Object location annotation data
================================
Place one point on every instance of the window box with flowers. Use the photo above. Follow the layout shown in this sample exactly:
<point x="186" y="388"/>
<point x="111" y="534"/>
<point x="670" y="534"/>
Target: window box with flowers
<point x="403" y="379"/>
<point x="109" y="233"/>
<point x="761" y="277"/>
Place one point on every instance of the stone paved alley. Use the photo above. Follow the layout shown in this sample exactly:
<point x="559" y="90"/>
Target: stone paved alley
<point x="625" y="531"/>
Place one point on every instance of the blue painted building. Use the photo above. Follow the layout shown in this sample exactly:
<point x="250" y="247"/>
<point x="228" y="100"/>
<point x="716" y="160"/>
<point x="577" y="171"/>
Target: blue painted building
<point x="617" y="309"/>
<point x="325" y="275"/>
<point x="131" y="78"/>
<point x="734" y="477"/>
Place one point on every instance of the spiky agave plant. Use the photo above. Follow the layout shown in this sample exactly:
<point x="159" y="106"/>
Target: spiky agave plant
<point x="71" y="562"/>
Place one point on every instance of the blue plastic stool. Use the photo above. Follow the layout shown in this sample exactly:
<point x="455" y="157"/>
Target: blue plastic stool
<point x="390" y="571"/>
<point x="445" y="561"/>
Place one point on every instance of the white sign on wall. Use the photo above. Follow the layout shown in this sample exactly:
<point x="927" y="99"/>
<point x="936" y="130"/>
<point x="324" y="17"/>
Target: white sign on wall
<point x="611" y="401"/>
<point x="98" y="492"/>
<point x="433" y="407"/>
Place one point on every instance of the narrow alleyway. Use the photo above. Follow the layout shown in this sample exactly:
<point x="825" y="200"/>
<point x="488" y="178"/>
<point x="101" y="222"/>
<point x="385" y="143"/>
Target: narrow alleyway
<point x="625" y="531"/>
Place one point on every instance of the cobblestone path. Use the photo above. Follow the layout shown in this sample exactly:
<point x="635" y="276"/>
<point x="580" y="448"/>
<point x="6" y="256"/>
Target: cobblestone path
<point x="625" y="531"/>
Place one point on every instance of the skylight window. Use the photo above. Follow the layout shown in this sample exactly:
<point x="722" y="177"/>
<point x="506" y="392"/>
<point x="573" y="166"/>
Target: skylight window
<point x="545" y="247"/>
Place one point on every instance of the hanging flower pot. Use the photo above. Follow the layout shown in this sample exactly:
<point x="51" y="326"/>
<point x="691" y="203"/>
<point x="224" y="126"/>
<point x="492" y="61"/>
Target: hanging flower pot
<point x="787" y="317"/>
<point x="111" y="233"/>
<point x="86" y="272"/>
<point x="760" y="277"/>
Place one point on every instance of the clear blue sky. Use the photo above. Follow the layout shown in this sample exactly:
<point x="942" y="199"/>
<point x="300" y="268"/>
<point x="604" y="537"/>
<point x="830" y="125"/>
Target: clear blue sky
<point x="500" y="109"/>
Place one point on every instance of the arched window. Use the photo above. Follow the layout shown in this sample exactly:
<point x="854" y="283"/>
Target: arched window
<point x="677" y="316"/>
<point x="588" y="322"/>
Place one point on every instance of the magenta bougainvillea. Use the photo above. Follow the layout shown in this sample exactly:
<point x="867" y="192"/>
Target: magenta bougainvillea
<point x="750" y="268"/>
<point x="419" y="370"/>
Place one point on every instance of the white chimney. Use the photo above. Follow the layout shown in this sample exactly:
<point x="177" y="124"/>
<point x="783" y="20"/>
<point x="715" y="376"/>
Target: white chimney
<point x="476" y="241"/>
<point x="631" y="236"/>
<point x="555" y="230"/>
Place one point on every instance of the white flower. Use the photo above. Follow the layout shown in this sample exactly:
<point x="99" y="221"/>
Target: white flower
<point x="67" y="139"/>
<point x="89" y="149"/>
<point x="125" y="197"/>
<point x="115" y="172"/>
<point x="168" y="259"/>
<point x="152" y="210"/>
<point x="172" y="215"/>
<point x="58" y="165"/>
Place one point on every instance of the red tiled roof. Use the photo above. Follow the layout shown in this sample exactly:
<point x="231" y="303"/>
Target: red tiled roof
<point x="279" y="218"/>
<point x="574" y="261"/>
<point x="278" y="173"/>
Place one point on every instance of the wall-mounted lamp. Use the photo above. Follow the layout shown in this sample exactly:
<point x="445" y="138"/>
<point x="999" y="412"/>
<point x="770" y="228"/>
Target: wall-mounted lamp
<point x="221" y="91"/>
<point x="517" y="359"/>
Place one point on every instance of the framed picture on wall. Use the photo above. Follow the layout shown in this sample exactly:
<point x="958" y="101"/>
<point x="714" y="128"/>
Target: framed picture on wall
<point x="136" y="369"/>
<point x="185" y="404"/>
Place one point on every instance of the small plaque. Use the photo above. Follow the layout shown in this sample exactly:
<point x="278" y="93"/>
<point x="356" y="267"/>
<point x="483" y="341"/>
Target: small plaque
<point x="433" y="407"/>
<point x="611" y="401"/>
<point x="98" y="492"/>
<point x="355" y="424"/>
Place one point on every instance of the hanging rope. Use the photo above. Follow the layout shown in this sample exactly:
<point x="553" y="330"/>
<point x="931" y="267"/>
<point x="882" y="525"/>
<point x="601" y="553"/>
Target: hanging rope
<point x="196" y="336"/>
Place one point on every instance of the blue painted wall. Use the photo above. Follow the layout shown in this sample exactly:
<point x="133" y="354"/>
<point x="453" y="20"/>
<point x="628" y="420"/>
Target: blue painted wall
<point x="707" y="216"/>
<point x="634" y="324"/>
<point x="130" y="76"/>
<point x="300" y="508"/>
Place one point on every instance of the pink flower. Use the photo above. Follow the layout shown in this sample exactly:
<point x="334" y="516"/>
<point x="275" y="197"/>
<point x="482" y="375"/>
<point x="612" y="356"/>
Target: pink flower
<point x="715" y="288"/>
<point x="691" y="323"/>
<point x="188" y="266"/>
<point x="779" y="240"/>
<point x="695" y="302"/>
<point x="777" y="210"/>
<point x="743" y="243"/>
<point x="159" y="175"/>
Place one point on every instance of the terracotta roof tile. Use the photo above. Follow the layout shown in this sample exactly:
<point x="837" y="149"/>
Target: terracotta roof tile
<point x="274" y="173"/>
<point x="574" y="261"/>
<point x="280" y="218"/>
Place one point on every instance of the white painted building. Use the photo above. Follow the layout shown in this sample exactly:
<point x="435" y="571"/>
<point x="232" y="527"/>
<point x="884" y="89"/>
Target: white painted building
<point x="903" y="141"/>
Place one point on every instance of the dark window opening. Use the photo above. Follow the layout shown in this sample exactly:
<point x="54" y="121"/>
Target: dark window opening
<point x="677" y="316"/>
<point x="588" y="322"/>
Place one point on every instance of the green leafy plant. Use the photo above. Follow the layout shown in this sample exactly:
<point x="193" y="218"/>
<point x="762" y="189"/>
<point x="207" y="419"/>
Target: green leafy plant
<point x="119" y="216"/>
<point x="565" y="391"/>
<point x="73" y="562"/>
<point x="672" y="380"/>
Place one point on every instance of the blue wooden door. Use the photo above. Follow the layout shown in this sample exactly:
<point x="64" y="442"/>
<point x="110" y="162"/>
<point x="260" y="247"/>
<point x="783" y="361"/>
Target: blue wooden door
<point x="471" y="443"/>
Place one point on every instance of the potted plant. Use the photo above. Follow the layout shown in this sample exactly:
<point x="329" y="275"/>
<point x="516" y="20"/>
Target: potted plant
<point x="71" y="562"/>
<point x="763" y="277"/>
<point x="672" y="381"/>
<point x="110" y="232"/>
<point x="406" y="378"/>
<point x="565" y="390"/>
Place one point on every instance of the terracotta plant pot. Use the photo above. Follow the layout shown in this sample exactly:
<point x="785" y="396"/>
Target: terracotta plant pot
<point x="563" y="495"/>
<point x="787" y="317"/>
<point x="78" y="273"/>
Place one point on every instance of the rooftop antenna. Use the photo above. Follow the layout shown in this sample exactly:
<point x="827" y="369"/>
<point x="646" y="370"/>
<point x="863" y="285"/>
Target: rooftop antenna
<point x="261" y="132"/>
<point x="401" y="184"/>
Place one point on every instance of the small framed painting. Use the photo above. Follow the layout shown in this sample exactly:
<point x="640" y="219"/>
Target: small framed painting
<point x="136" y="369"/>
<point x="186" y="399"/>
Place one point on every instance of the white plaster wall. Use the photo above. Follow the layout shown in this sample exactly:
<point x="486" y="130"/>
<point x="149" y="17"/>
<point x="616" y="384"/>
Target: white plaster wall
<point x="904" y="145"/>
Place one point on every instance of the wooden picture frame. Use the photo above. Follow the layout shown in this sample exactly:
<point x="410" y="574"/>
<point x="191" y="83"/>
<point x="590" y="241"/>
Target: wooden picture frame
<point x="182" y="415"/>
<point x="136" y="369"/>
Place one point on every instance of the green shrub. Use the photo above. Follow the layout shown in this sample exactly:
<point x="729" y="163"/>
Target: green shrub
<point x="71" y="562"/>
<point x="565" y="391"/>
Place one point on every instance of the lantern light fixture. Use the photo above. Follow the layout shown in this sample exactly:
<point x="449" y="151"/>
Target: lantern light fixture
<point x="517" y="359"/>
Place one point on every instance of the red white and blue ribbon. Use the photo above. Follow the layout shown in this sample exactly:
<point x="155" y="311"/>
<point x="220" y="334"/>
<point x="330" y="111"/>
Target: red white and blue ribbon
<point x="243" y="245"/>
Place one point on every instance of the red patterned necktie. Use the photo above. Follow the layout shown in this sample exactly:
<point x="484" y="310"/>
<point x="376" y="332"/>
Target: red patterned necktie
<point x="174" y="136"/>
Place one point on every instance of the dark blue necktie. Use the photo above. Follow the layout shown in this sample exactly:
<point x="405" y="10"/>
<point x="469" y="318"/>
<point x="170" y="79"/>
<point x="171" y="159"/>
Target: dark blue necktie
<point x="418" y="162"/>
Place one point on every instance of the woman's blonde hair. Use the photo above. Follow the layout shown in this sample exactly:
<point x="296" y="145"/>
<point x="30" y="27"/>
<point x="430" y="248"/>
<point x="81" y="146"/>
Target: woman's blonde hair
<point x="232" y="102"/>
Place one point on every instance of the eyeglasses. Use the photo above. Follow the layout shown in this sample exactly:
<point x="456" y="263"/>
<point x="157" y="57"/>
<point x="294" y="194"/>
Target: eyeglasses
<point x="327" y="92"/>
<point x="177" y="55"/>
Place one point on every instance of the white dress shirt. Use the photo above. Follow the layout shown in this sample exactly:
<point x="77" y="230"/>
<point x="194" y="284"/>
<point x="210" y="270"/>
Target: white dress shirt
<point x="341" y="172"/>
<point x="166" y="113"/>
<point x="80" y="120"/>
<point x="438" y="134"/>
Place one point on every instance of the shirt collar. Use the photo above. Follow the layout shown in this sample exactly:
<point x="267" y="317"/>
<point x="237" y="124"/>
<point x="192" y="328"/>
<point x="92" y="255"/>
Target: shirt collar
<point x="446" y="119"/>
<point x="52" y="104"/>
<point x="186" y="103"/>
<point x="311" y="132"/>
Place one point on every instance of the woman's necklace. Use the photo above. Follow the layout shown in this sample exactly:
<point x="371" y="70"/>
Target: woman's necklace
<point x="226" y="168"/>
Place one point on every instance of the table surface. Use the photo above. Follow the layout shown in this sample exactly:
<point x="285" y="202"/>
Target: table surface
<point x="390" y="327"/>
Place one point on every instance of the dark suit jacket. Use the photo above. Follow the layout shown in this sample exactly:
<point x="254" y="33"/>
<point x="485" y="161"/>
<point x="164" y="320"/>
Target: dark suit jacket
================================
Give back exactly the lines that run from the line with "Place one point on every instance of the dark blue" through the close of the material, counting both ends, and nothing more.

__Solution for this task__
Place one point on every instance of the dark blue necktie. Use the photo above. Follow the layout shown in this sample exactly:
<point x="405" y="10"/>
<point x="469" y="318"/>
<point x="170" y="79"/>
<point x="171" y="159"/>
Target: dark blue necktie
<point x="418" y="162"/>
Place one point on every instance of the woman's blonde hair. Use the photo above. Follow the layout shown in this sample exactly:
<point x="296" y="145"/>
<point x="30" y="27"/>
<point x="430" y="248"/>
<point x="81" y="146"/>
Target: woman's blonde hair
<point x="232" y="102"/>
Place one point on every instance of the eyeglasses. Use the photo above. Follow the layout shown in this sample exactly:
<point x="456" y="263"/>
<point x="157" y="57"/>
<point x="294" y="194"/>
Target: eyeglasses
<point x="327" y="92"/>
<point x="177" y="55"/>
Place one point on every instance of the white dress shirt. Use the photo above. Follow the layout shown in this sample exactly:
<point x="77" y="230"/>
<point x="194" y="284"/>
<point x="210" y="270"/>
Target: white dress shirt
<point x="341" y="172"/>
<point x="166" y="113"/>
<point x="80" y="120"/>
<point x="438" y="134"/>
Place one point on every instance of the shirt collar. Use the photo above. Follow the layout shown in this sample exactly:
<point x="267" y="317"/>
<point x="237" y="124"/>
<point x="192" y="328"/>
<point x="92" y="255"/>
Target: shirt collar
<point x="446" y="119"/>
<point x="52" y="104"/>
<point x="186" y="103"/>
<point x="311" y="132"/>
Place one point on every instance of the woman's necklace. Use the photo above. Follow the layout shown in this sample exactly:
<point x="371" y="70"/>
Target: woman's necklace
<point x="226" y="168"/>
Place one point on every instance of the table surface. Use the photo above. Follow the layout shown in this sample exactly:
<point x="285" y="202"/>
Target: table surface
<point x="390" y="327"/>
Place one point on every instance of the dark suit jacket. Use the photo above. Follow the layout shown in this sample exactly:
<point x="254" y="33"/>
<point x="485" y="161"/>
<point x="164" y="320"/>
Target: dark suit jacket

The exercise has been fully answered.